EXCERPT PROVIDED

Angie McMahon: Light, Dark, Light Again review – delicate album packs an emotional punch

Angie McMahon
Angie McMahon’s meditative second album, Light, Dark, Light Again, shows her skills not only as a songwriter and storyteller but as a wise guide for the busy and anxious modern mind. Photograph: Bridgette Winten

On a recent morning, I was thrumming with anxiety. My brain would not stop whirring so I went for a walk around my neighbourhood and listened to Angie McMahon’s new album while looking up at the flowers, the trees, everything above ground. By the end of it, everything was still, and the sky looked especially blue, and I felt my breath return to my body.

Perhaps that’s a strangely personal way to start a piece of criticism, but so much about the Melbourne singer-songwriter’s meditative second album feels personal, as though it was written especially for people who feel like this. McMahon’s anxiety is evident in these songs, too – but so is her self-soothing as she looks both within herself and to the world outside and beyond to find something like peace.

YOUR INSTRUCTIONS
The album review calls its opening a strangely personal way to start criticism. What reason does it give for starting that way anyway? Answer in one to three sentences.

EXTRACTED RECORDS
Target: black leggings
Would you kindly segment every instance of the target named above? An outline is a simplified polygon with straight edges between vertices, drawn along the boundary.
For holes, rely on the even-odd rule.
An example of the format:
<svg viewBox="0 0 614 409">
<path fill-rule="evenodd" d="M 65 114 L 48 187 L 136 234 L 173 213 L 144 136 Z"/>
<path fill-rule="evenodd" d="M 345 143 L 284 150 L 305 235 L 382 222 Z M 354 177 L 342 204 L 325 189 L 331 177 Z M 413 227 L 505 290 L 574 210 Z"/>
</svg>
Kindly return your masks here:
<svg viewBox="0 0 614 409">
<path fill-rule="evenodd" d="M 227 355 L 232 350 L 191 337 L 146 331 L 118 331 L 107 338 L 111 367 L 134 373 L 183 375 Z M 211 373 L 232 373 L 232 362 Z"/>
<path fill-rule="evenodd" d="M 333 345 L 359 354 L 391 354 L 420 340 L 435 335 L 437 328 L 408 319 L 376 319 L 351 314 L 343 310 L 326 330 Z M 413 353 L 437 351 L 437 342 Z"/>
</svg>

EXPECTED ANSWER
The writer starts personally because so much about McMahon's second album feels personal, as though it was written especially for people who feel anxious the way the writer did that morning.